** Start of ENTRIES PROVIDED **
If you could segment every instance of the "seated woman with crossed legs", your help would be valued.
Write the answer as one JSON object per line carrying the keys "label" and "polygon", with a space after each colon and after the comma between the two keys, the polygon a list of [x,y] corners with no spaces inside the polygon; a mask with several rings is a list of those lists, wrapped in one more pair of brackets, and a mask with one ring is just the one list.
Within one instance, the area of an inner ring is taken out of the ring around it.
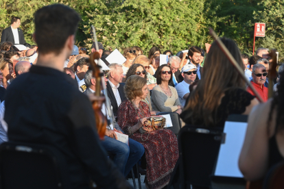
{"label": "seated woman with crossed legs", "polygon": [[151,116],[149,106],[142,101],[148,93],[146,79],[138,75],[129,77],[124,90],[128,99],[119,105],[117,123],[130,138],[141,143],[145,148],[147,188],[163,188],[168,184],[178,158],[176,137],[169,129],[143,134],[139,132],[139,129]]}

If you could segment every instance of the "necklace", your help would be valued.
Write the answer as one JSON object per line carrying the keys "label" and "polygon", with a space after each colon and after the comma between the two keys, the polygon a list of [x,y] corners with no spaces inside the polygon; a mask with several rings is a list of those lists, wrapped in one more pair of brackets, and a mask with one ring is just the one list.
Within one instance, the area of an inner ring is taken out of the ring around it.
{"label": "necklace", "polygon": [[169,94],[169,95],[167,95],[167,92],[165,92],[165,91],[164,88],[162,87],[162,86],[161,84],[159,86],[160,86],[161,88],[163,90],[163,91],[165,92],[165,94],[167,95],[167,97],[168,97],[169,98],[171,98],[172,94],[173,94],[171,88],[169,87],[169,91],[170,91],[170,94]]}

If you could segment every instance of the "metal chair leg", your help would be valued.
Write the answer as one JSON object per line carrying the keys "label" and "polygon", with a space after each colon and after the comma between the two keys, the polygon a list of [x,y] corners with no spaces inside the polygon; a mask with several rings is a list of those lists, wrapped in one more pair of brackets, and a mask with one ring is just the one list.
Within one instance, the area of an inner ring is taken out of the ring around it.
{"label": "metal chair leg", "polygon": [[134,189],[137,189],[137,188],[136,188],[136,182],[135,182],[135,175],[134,175],[133,168],[131,168],[131,173],[132,175],[133,188]]}
{"label": "metal chair leg", "polygon": [[137,170],[137,177],[138,177],[138,187],[141,189],[141,181],[140,180],[140,173],[138,169],[138,164],[136,164],[136,169]]}

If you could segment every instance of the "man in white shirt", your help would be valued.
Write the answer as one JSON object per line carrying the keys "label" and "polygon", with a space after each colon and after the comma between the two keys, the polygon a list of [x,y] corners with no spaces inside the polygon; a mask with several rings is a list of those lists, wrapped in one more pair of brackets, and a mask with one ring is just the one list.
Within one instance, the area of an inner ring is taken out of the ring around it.
{"label": "man in white shirt", "polygon": [[182,106],[185,105],[185,102],[189,95],[189,86],[196,80],[196,73],[197,68],[193,64],[185,64],[182,68],[181,75],[184,79],[176,86],[176,89]]}
{"label": "man in white shirt", "polygon": [[202,49],[196,46],[189,48],[189,52],[187,53],[191,64],[195,65],[197,68],[196,79],[201,79],[202,77],[202,68],[200,65],[202,53]]}
{"label": "man in white shirt", "polygon": [[113,114],[115,116],[117,116],[119,105],[126,99],[123,91],[124,83],[121,83],[123,78],[123,71],[122,65],[117,63],[110,64],[108,67],[110,71],[108,73],[108,81],[106,84],[106,88],[113,108]]}
{"label": "man in white shirt", "polygon": [[86,89],[86,84],[84,79],[86,72],[88,70],[90,66],[89,59],[82,58],[77,61],[77,71],[75,74],[75,79],[78,82],[79,89],[81,92],[84,92]]}
{"label": "man in white shirt", "polygon": [[1,42],[10,41],[15,44],[23,45],[25,43],[25,37],[22,29],[19,28],[21,25],[21,19],[13,16],[11,19],[11,25],[2,32]]}

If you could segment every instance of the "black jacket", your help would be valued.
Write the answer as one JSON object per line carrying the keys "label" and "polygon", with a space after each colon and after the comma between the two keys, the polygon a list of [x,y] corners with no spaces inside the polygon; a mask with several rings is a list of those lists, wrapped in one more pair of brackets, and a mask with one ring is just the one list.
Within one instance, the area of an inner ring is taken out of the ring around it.
{"label": "black jacket", "polygon": [[[25,43],[25,40],[22,29],[18,28],[18,33],[19,42],[20,42],[19,44],[24,45]],[[12,42],[14,45],[15,45],[15,42],[14,40],[14,35],[13,32],[12,32],[11,26],[5,28],[2,32],[2,36],[1,36],[1,42],[2,42],[5,41]]]}
{"label": "black jacket", "polygon": [[103,188],[130,188],[107,157],[91,102],[74,79],[60,71],[32,66],[6,94],[9,140],[58,149],[68,164],[71,188],[89,188],[90,178]]}
{"label": "black jacket", "polygon": [[[121,83],[119,84],[119,87],[117,88],[119,92],[119,96],[120,96],[120,99],[121,99],[121,102],[126,100],[126,94],[124,94],[124,90],[123,90],[124,85],[125,85],[124,83]],[[108,98],[110,98],[111,105],[113,106],[113,114],[115,115],[115,116],[117,116],[117,110],[118,110],[119,106],[117,105],[117,100],[115,97],[115,94],[113,94],[113,89],[111,88],[110,84],[108,81],[106,82],[106,88],[108,91]]]}

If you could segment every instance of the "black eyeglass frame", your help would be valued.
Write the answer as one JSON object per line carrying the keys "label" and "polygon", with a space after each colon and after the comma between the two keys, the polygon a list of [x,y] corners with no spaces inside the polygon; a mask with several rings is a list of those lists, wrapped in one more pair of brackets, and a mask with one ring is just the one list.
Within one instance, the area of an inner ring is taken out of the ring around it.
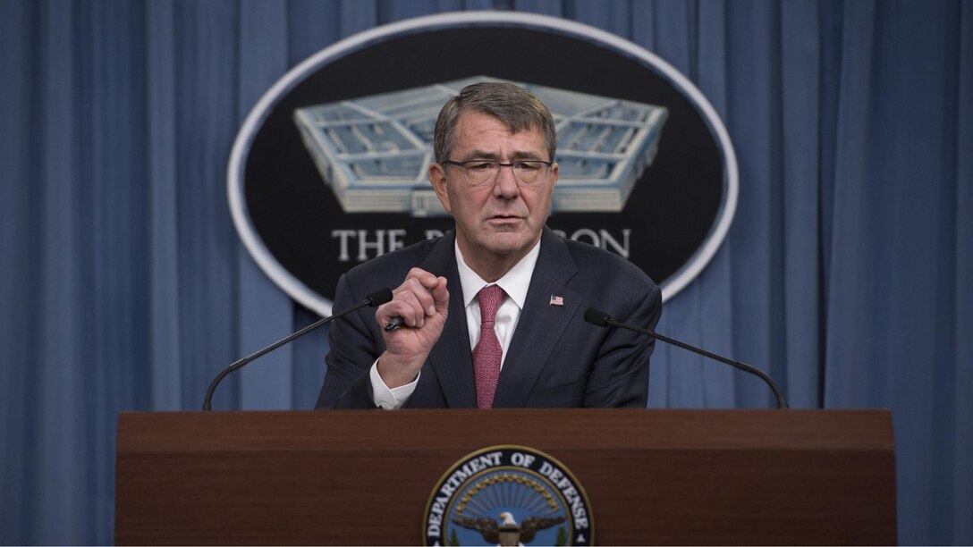
{"label": "black eyeglass frame", "polygon": [[[496,173],[495,173],[494,176],[499,175],[500,174],[500,170],[503,169],[503,167],[510,167],[510,170],[512,170],[514,172],[514,177],[515,178],[517,178],[517,171],[514,169],[514,165],[516,165],[518,164],[544,164],[544,166],[546,166],[548,169],[550,169],[551,167],[554,166],[554,162],[546,162],[544,160],[517,160],[517,161],[511,162],[509,164],[504,164],[503,162],[498,162],[496,160],[486,160],[486,159],[482,159],[482,160],[467,160],[465,162],[456,162],[454,160],[443,160],[442,162],[439,162],[439,164],[440,165],[444,165],[444,166],[445,165],[456,165],[458,167],[463,167],[463,176],[466,176],[466,164],[496,164],[497,169],[496,169]],[[520,180],[520,178],[518,178],[518,180]]]}

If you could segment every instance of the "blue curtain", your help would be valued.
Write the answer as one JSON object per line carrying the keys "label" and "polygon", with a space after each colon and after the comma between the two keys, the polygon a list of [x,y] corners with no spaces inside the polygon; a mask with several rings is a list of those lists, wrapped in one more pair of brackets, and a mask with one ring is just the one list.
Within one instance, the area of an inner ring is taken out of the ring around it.
{"label": "blue curtain", "polygon": [[[968,0],[0,0],[0,543],[111,543],[118,413],[196,410],[315,319],[230,219],[264,91],[356,32],[479,9],[602,28],[701,88],[739,207],[660,332],[764,368],[796,408],[891,408],[900,541],[973,543]],[[326,350],[268,355],[214,407],[310,408]],[[665,346],[649,392],[772,404]]]}

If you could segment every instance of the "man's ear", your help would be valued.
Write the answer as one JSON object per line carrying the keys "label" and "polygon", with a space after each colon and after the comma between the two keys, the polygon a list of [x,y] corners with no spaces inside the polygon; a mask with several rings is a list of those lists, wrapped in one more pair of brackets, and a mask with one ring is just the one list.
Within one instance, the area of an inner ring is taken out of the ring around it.
{"label": "man's ear", "polygon": [[439,164],[431,164],[429,165],[429,183],[432,184],[432,189],[436,191],[436,196],[439,198],[439,201],[443,203],[443,208],[446,212],[452,213],[452,207],[450,206],[450,193],[446,191],[446,170],[443,165]]}

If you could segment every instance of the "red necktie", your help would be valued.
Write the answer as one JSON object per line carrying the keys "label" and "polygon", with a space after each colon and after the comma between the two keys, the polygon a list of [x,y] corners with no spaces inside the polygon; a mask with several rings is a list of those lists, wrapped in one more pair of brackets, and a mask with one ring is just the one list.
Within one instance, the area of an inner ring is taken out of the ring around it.
{"label": "red necktie", "polygon": [[477,293],[477,300],[480,301],[480,342],[473,348],[473,370],[477,377],[477,406],[482,409],[493,408],[493,393],[500,379],[503,349],[493,323],[496,321],[496,310],[506,296],[498,285],[484,287]]}

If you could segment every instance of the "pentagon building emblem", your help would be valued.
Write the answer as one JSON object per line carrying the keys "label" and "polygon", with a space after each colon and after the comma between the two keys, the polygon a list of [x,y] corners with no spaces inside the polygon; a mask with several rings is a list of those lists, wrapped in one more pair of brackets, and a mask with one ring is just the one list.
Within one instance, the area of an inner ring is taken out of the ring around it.
{"label": "pentagon building emblem", "polygon": [[[427,178],[436,116],[475,77],[297,109],[318,172],[346,213],[445,215]],[[668,111],[662,106],[512,82],[554,115],[560,176],[552,211],[621,211],[652,164]],[[644,180],[642,183],[644,184]]]}
{"label": "pentagon building emblem", "polygon": [[591,545],[588,496],[559,461],[531,448],[470,454],[443,475],[426,505],[426,545]]}

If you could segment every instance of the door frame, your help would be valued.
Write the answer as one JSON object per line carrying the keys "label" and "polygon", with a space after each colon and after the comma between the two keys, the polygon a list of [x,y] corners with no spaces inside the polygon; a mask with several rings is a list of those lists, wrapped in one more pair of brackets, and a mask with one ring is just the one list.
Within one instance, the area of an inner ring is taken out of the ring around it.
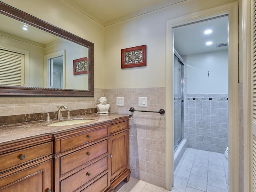
{"label": "door frame", "polygon": [[[172,28],[183,24],[223,15],[228,16],[228,110],[229,190],[238,190],[239,124],[238,64],[238,4],[216,7],[166,21],[166,188],[170,190],[173,182],[174,106]],[[169,118],[170,117],[170,118]]]}
{"label": "door frame", "polygon": [[65,50],[61,50],[57,52],[51,53],[46,55],[44,58],[44,85],[45,88],[50,88],[50,85],[51,85],[51,77],[49,75],[51,72],[51,59],[56,57],[63,56],[63,89],[66,88],[66,52]]}

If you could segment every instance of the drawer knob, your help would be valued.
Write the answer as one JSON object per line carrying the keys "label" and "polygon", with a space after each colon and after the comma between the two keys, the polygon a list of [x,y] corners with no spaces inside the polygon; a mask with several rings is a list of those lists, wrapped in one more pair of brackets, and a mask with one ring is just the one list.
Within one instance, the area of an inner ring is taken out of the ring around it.
{"label": "drawer knob", "polygon": [[24,155],[21,155],[20,156],[20,160],[23,160],[25,158],[25,156]]}

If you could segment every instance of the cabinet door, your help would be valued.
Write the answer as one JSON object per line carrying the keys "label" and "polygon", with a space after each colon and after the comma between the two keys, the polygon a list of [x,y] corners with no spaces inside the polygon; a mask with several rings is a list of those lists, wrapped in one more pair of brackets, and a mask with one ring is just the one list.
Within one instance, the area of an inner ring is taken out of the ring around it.
{"label": "cabinet door", "polygon": [[110,139],[110,180],[128,168],[128,134],[127,130],[112,136]]}
{"label": "cabinet door", "polygon": [[0,192],[51,191],[52,164],[52,160],[48,160],[3,177],[0,178]]}

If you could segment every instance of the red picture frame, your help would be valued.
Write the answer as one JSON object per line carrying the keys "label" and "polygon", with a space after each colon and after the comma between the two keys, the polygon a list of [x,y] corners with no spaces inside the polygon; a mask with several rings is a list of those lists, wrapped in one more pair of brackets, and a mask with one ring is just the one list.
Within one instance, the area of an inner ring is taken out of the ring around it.
{"label": "red picture frame", "polygon": [[121,50],[121,68],[147,66],[147,46],[141,45]]}
{"label": "red picture frame", "polygon": [[88,73],[88,58],[87,57],[73,60],[74,75]]}

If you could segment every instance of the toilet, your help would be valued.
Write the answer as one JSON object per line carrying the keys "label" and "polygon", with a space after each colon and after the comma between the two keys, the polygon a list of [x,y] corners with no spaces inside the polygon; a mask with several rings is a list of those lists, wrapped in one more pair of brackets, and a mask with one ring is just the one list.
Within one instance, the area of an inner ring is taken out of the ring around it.
{"label": "toilet", "polygon": [[228,147],[227,147],[226,149],[226,151],[225,151],[225,153],[224,153],[224,155],[225,156],[226,159],[228,161]]}

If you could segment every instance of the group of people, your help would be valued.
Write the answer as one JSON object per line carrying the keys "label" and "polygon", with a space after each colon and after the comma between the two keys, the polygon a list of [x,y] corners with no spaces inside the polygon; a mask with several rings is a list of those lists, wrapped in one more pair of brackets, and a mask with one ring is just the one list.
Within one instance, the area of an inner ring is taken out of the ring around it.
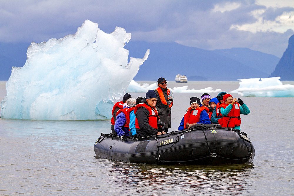
{"label": "group of people", "polygon": [[[112,134],[123,140],[129,136],[142,137],[167,133],[171,127],[173,103],[173,92],[167,88],[167,82],[160,78],[158,87],[148,91],[146,97],[135,99],[126,93],[122,101],[116,103],[112,109]],[[240,114],[250,112],[242,100],[233,98],[225,92],[212,99],[209,94],[205,93],[201,99],[197,97],[190,98],[190,107],[185,113],[178,130],[189,129],[197,123],[219,124],[223,127],[240,130]]]}

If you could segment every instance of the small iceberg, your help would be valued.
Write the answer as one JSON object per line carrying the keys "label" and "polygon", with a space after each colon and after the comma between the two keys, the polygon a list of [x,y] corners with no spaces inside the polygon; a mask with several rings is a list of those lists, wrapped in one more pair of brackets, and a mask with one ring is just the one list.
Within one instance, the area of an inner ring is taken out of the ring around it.
{"label": "small iceberg", "polygon": [[240,79],[239,87],[230,93],[243,97],[294,97],[294,85],[283,84],[280,77]]}

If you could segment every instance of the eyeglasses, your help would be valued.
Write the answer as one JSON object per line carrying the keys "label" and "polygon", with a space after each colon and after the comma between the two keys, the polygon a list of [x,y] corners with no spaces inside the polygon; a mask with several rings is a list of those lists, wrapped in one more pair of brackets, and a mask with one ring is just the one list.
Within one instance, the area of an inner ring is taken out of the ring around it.
{"label": "eyeglasses", "polygon": [[150,100],[152,102],[156,102],[156,101],[157,101],[157,99],[154,99],[154,100],[153,100],[152,99],[149,99],[149,100]]}

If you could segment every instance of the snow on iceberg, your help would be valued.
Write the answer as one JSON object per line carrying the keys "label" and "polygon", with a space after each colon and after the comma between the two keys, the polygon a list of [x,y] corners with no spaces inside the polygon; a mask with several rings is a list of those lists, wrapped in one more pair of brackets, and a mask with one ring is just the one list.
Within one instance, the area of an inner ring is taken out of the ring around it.
{"label": "snow on iceberg", "polygon": [[104,33],[86,20],[74,35],[32,43],[23,67],[13,67],[1,103],[1,118],[50,120],[103,120],[147,59],[123,47],[131,34]]}
{"label": "snow on iceberg", "polygon": [[280,77],[240,79],[239,87],[230,92],[244,97],[294,97],[294,85],[284,84]]}
{"label": "snow on iceberg", "polygon": [[[147,92],[149,90],[156,89],[158,87],[158,85],[156,83],[151,84],[144,83],[143,84],[139,84],[133,80],[132,80],[128,88],[127,91],[128,93],[144,93]],[[211,87],[208,87],[199,90],[188,89],[188,86],[184,86],[179,87],[174,87],[173,88],[168,88],[171,90],[173,93],[220,93],[221,89],[218,88],[215,90],[213,90]]]}

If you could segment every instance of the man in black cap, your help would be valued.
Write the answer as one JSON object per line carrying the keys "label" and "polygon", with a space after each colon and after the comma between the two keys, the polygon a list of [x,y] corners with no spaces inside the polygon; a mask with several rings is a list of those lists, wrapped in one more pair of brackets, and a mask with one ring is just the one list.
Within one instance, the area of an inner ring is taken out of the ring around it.
{"label": "man in black cap", "polygon": [[168,89],[167,83],[166,80],[164,78],[159,78],[157,80],[158,87],[155,91],[157,100],[155,107],[158,111],[159,118],[165,123],[164,130],[167,133],[168,128],[171,127],[171,114],[173,103],[173,92]]}
{"label": "man in black cap", "polygon": [[111,130],[112,134],[114,136],[117,135],[116,132],[114,130],[114,123],[115,120],[116,120],[116,113],[119,109],[122,109],[123,107],[123,104],[126,100],[130,98],[132,98],[131,95],[128,93],[126,93],[123,97],[122,101],[118,101],[115,103],[112,108],[112,117],[111,118]]}
{"label": "man in black cap", "polygon": [[166,133],[163,127],[157,124],[159,118],[155,108],[156,101],[155,92],[149,90],[146,93],[146,98],[136,105],[134,112],[136,115],[136,132],[138,137]]}

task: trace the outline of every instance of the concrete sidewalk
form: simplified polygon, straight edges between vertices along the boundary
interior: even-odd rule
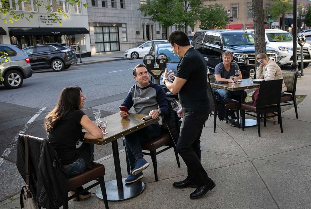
** End of ENTRIES PROVIDED **
* _GIVEN PROBLEM_: The lines from the one holding "task: trace the" through the end of the material above are to be echoed exactly, both ends included. Do not include pictures.

* _ANSWER TO THE TASK_:
task: trace the outline of every instance of the concrete sidewalk
form: simplified polygon, straight edges between vertices along the boundary
interior: even-odd rule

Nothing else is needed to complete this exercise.